** Your objective **
Repeat the records in full and exactly, omitting pictures.

++++++++++

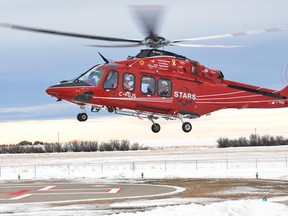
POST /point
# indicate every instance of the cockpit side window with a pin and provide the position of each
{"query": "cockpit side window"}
(92, 77)
(128, 82)
(148, 85)
(164, 88)
(111, 81)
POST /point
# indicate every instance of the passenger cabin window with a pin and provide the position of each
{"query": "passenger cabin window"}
(148, 85)
(128, 82)
(111, 81)
(164, 88)
(92, 77)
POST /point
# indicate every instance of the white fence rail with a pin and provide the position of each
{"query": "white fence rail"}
(182, 168)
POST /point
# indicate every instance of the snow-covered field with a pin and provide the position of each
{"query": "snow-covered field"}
(269, 162)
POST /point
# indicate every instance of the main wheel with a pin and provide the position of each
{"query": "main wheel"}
(82, 117)
(155, 128)
(186, 127)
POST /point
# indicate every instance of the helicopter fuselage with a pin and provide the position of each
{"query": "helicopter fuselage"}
(162, 85)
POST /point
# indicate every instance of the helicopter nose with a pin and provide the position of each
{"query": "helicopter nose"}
(52, 91)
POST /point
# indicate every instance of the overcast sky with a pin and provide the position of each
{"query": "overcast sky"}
(30, 62)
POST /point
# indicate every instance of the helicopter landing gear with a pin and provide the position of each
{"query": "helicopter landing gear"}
(82, 116)
(186, 126)
(155, 128)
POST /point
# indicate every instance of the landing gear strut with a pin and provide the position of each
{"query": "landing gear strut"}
(186, 126)
(82, 116)
(155, 126)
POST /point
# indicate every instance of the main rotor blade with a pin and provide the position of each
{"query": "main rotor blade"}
(69, 34)
(116, 45)
(236, 34)
(204, 45)
(149, 17)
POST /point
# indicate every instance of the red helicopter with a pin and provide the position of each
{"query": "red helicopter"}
(159, 84)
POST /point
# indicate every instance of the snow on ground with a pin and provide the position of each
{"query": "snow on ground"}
(270, 162)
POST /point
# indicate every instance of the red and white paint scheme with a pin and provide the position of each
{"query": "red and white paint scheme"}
(191, 89)
(159, 84)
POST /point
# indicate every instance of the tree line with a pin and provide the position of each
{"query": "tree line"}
(72, 146)
(253, 140)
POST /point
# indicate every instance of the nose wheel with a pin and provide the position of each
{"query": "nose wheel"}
(186, 127)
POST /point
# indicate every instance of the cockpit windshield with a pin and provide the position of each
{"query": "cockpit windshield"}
(92, 77)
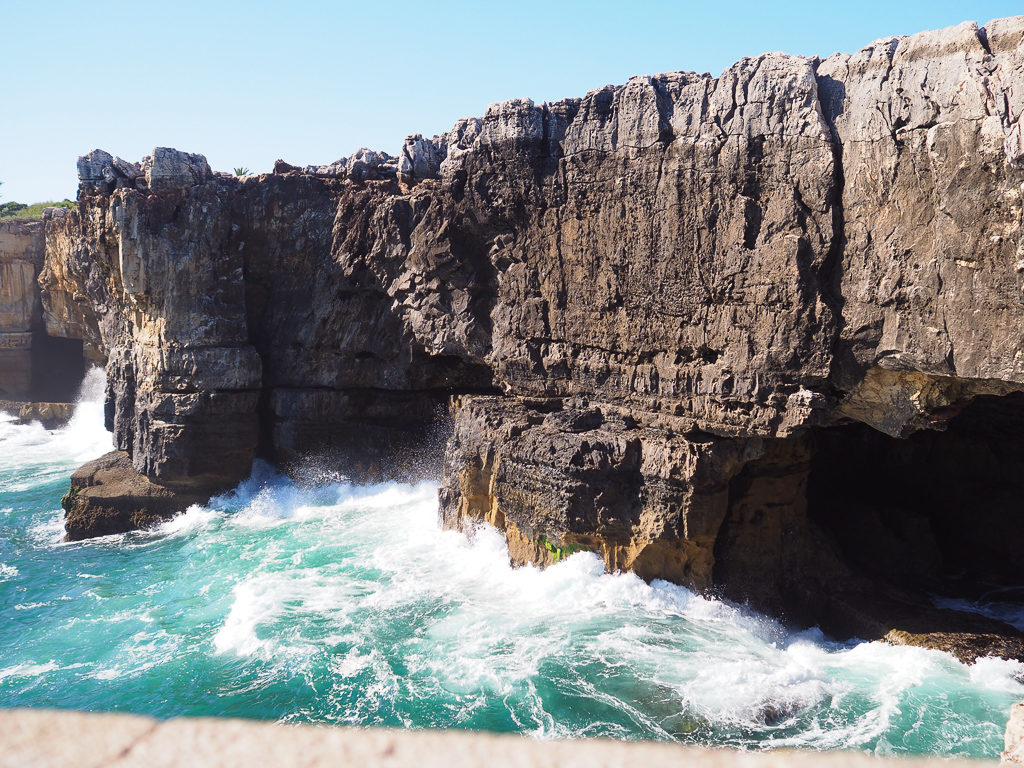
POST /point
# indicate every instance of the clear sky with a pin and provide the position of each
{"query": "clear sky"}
(248, 82)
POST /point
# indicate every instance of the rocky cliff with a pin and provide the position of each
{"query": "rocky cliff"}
(34, 364)
(757, 333)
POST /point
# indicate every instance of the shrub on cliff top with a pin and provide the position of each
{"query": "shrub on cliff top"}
(14, 210)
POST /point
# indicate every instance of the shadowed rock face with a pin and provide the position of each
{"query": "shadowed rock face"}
(653, 305)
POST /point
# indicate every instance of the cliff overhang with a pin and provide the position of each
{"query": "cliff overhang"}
(691, 324)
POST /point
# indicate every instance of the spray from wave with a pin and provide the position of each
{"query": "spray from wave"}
(31, 448)
(344, 603)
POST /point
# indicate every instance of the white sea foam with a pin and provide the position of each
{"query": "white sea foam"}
(30, 449)
(356, 592)
(27, 670)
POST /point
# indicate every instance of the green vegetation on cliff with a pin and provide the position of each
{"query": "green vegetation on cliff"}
(34, 211)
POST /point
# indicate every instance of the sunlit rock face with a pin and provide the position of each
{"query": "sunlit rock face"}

++++++++++

** Result **
POST /point
# indicate every instance of the cockpit side window with a pin and provide the position of each
{"query": "cockpit side window"}
(92, 77)
(128, 82)
(148, 85)
(164, 88)
(111, 81)
POST /point
# indicate every instance of the passenger cabin window with a pin and provide the position of each
{"query": "passenger cabin window"}
(148, 85)
(128, 82)
(111, 81)
(164, 88)
(92, 77)
POST /point
# indicate every instance of the white fence rail with a pin and provide the position of each
{"query": "white fence rail"}
(182, 168)
POST /point
# indicate every instance of the snow-covered field with a pin and provide the position of each
{"query": "snow-covered field"}
(269, 162)
POST /point
# indicate every instance of the main wheel with a pin and provide the position of each
{"query": "main wheel"}
(82, 117)
(155, 128)
(186, 127)
POST /point
# indicate every instance of the helicopter fuselage with a pin and provide the position of each
{"query": "helicopter fuselage"}
(162, 85)
POST /point
# indicate every instance of the helicopter nose with a pin and provide the position of each
{"query": "helicopter nose"}
(52, 91)
POST /point
# indicate every instance of the overcast sky with a pin and provide the position of each
{"query": "overcast sky"}
(30, 62)
POST /point
# indicate every instance of the helicopter landing gear with a pin and provide the position of each
{"query": "helicopter landing gear"}
(82, 116)
(186, 126)
(155, 128)
POST /point
# indicate every instance of the landing gear strut with a pin and provide the position of each
{"query": "landing gear strut"}
(186, 126)
(82, 116)
(155, 126)
POST /point
# indicate every instance of the main rotor blade with a pin and provide the position of each
{"query": "main rotor blade"}
(69, 34)
(116, 45)
(236, 34)
(204, 45)
(149, 17)
POST /point
# indicate every instance of the red helicopter with a pin and provide the position of each
{"query": "red helicopter"}
(159, 84)
POST /point
# indicate every instance of the snow on ground with a pin and provide the position of each
{"query": "snow on ground"}
(270, 162)
POST /point
# indicate every instance of the red and white paint scheme with a pin and provide the position of each
{"query": "red and white paint scheme"}
(191, 89)
(159, 84)
POST /point
# indicate every instance of the tree line with a pin and provide the position of each
{"query": "tree line"}
(72, 146)
(253, 140)
POST /point
# indicate every instance of the nose wheel with a pin and provide the position of each
{"query": "nose wheel"}
(186, 127)
POST /point
# indicate every instance of the cockpit windshield with a pin and provide the position of each
{"query": "cockpit windshield"}
(92, 77)
POST /point
# indicate every instance of the clear sky with a pin and provide the position of each
{"query": "clear sky"}
(248, 82)
POST /point
# indicate every instance of the rocky cliff with a pin and provide the position of each
{"query": "rocky cliff"}
(34, 364)
(757, 333)
POST /point
# indicate every instance of the shrub on cliff top with a pin and provide the position of each
{"query": "shrub on cliff top"}
(14, 210)
POST /point
# indicate every instance of the shadowed rock face with a pin and provide the position of each
{"query": "shadowed rock face"}
(653, 305)
POST /point
# indicate every instance of the cliff overhang with a pin and provide the position of each
{"query": "cliff overhang"}
(691, 324)
POST /point
# indicate every instance of the spray from wave with a pin and provide the position of each
{"query": "spray from wave"}
(31, 448)
(344, 603)
POST /point
# indicate every instance of the white sea foam with a pin and provide the position of each
{"query": "white sea foam"}
(30, 449)
(356, 592)
(27, 670)
POST /point
# indicate every instance of the green vegetation on cliff with a pin and provide the position of each
{"query": "green vegetation on cliff"}
(34, 211)
POST /point
# indicate every instance of the sunlit rock face with a pin and provide the position of each
{"query": "sunlit rock face"}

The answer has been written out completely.